* **Excerpt**
:::::

By Carolyn Bick
NORTHWEST ASIAN WEEKLY
Esther Peratrovich misses her mother. She died.
It’s difficult for Peratrovich to talk about. But she does.
“Her favorite things to do were always outdoors,” Peratrovich recalls, as she looks through her phone for an old picture of herself and her mother on a boat, fishing for King Salmon. Some of her dark hair falls across her face.
“She loved being outdoors and it was a lot of fun. It didn’t matter that we took all the kids (my seven siblings). She had the most patience in the world. When we were younger, we didn’t have a choice. We had to go and do whatever she wanted us to do. And now that I’m older, I’m actually grateful for those memories.”
Peratrovich’s mother died in a car accident in Alaska in 2017. Peratrovich was in the car, and a friend of hers was driving. Peratrovich thinks he must have started to fall asleep at the wheel on a particularly dangerous stretch of a winding, windy road. While her friend was gravely injured, Peratrovich walked away without a visible scratch. But she can’t remember a thing. All she knows is that she lost her best friend that night.
Peratrovich has been living in the city’s homeless shelter, the Navigation Center, since July 6, 2021. She is fairly vague on the details of the intervening time between her mother’s death and her arrival in Seattle, but said that she initially came to the city to try to get in contact with her brother, after their father died in October 2020. She had not heard from him, and to go without contact with any of her seven siblings was unusual, she said. She had also made the decision to leave her now-ex-boyfriend, with whom she had been with for 15 years.
Since then, Peratrovich has been working to get completely sober—she’s currently on suboxone, which people with substance use disorders use to wean off fentanyl—so that she can transition from the Navigation Center to an independent living situation. She is doing it for her own kids.

:::::

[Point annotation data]
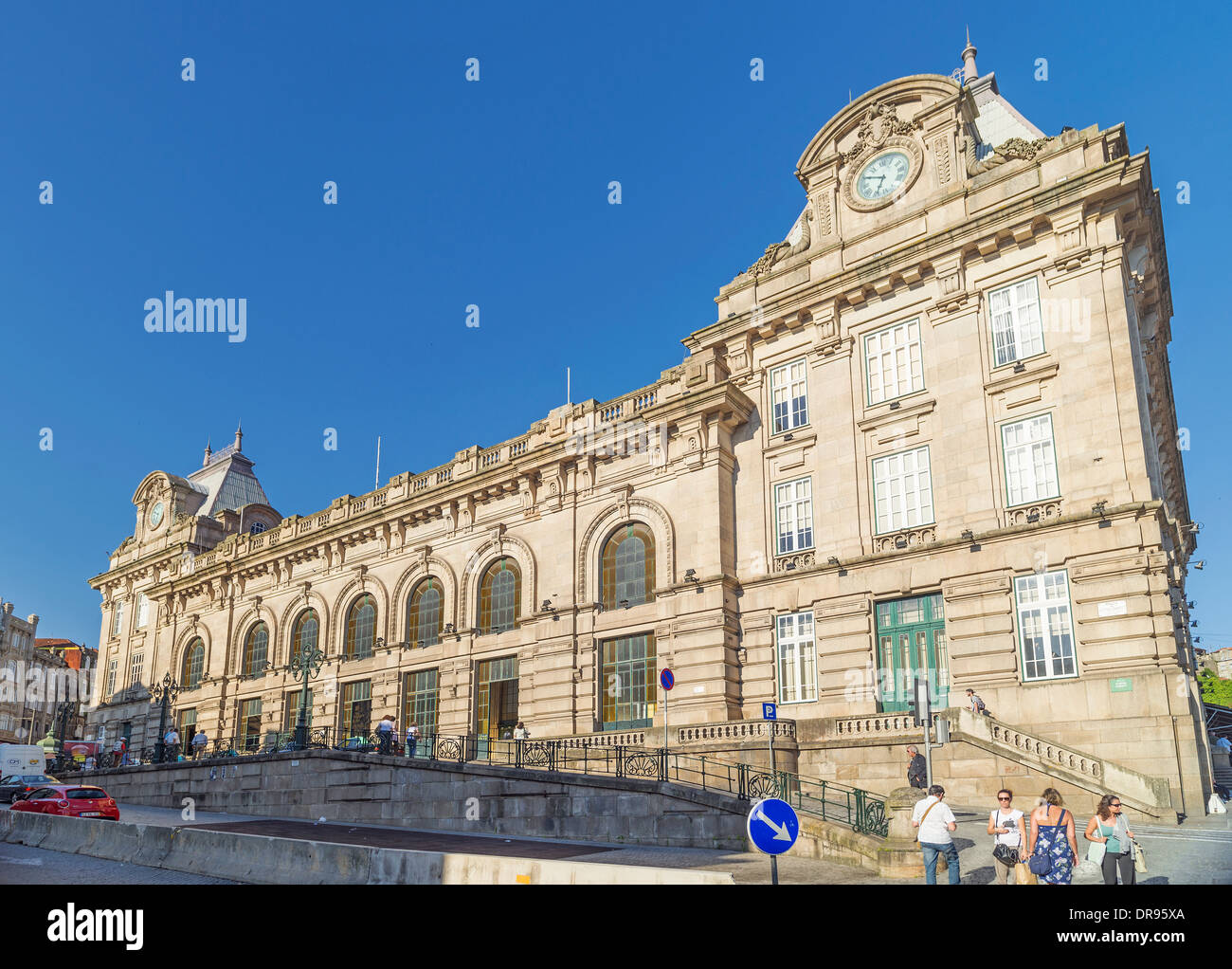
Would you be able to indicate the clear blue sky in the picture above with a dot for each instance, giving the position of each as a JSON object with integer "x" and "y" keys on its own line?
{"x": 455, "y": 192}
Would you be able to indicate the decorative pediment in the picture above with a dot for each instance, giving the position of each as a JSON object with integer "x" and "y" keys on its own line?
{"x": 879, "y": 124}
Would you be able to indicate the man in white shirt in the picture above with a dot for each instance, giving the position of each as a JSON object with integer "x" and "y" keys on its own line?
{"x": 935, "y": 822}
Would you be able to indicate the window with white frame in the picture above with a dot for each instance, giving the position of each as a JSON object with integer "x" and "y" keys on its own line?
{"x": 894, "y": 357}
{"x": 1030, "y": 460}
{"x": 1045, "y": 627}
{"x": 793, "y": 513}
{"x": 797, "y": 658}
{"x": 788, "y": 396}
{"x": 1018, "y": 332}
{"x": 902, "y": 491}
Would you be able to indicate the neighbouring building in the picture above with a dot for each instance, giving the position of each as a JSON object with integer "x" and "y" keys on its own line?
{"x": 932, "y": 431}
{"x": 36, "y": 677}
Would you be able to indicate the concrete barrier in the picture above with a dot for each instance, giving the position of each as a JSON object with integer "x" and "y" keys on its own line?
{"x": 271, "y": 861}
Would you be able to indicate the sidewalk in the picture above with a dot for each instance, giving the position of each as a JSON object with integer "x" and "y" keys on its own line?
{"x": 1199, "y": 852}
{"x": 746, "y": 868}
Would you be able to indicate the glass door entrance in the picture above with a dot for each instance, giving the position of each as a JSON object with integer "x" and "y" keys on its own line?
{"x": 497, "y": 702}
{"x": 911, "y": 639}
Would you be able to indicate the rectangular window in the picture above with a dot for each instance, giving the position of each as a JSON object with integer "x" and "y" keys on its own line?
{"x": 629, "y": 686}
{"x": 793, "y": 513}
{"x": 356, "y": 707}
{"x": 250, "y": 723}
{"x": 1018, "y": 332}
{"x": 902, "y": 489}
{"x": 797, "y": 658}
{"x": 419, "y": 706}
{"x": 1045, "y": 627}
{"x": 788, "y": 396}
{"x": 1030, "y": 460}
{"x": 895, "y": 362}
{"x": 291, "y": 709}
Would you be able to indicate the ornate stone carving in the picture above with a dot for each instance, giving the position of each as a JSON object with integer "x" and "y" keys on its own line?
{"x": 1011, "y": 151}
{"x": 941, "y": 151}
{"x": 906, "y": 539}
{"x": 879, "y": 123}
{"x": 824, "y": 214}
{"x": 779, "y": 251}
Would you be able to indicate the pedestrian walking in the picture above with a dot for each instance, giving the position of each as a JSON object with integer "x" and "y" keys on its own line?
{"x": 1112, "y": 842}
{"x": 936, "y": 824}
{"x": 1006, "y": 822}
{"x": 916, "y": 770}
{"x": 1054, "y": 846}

:::::

* **Stated goal A**
From the article about Esther Peratrovich, reproduce word for word the passage that begins with the words "It’s difficult for" and ends with "across her face.".
* **Stated goal B**
According to the article about Esther Peratrovich, since what date has she been living at the Navigation Center?

* **Expected output A**
It’s difficult for Peratrovich to talk about. But she does.
“Her favorite things to do were always outdoors,” Peratrovich recalls, as she looks through her phone for an old picture of herself and her mother on a boat, fishing for King Salmon. Some of her dark hair falls across her face.

* **Expected output B**
July 6, 2021